Return each line of the listing that follows in which the string "outline" can be found.

* **SUPPLIED ENTRIES**
_____
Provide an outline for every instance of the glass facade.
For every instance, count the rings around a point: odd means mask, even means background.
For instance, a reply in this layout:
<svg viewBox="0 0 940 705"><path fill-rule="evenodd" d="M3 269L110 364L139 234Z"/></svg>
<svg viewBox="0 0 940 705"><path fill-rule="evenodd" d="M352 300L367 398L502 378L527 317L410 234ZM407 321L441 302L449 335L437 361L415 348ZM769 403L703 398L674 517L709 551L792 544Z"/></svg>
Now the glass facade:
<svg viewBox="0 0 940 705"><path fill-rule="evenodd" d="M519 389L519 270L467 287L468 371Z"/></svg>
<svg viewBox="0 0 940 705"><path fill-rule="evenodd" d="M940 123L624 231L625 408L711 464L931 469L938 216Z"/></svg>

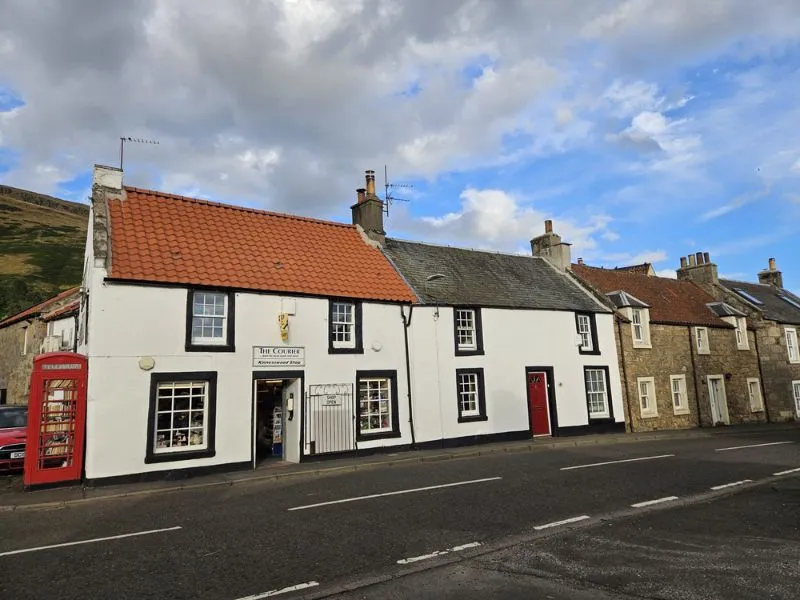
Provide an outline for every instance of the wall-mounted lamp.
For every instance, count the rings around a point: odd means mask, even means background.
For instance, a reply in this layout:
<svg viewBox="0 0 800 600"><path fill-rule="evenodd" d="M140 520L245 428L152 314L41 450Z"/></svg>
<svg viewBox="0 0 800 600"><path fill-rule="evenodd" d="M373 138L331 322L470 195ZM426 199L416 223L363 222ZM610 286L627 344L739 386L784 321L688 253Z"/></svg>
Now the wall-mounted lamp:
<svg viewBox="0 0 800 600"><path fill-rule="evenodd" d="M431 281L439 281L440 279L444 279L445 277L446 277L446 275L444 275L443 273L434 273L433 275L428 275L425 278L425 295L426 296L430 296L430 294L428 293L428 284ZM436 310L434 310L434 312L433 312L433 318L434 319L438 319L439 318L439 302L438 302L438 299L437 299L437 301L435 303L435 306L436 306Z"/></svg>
_____
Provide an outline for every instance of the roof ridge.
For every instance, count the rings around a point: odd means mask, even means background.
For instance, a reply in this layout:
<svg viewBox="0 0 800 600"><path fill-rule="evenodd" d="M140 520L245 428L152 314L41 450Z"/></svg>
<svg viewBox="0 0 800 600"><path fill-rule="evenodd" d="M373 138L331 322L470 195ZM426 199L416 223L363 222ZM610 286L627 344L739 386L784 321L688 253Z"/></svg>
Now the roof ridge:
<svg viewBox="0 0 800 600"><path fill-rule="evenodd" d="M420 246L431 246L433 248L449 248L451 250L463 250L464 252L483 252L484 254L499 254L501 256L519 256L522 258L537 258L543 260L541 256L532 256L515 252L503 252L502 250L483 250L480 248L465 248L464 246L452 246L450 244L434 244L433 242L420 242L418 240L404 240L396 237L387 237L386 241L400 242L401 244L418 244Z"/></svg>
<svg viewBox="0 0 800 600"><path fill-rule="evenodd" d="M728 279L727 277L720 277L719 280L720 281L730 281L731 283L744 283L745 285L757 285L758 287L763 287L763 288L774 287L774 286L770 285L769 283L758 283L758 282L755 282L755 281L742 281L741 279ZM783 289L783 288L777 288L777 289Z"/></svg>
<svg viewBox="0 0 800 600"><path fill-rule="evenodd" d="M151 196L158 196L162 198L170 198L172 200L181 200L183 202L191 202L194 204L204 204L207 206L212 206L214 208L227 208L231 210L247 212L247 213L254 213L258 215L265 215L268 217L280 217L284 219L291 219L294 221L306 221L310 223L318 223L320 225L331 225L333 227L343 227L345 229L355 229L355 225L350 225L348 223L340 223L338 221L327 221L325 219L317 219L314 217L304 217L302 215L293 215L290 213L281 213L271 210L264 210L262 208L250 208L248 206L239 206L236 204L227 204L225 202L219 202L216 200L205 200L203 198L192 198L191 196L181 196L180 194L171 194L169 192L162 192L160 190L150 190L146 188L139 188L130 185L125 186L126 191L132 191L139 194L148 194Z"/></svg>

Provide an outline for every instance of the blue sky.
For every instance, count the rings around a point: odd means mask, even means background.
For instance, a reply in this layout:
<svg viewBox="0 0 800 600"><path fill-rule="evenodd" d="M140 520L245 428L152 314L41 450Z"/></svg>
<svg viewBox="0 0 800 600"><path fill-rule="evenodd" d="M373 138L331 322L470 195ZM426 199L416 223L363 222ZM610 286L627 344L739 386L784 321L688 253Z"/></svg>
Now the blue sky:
_____
* **TASK ANSWER**
Provide an outline for every instance of the glass facade.
Provide an outline for every instance of the wall-mounted lamp.
Provide an outline for every instance of the roof ridge.
Provide an outline for every instance of the blue sky.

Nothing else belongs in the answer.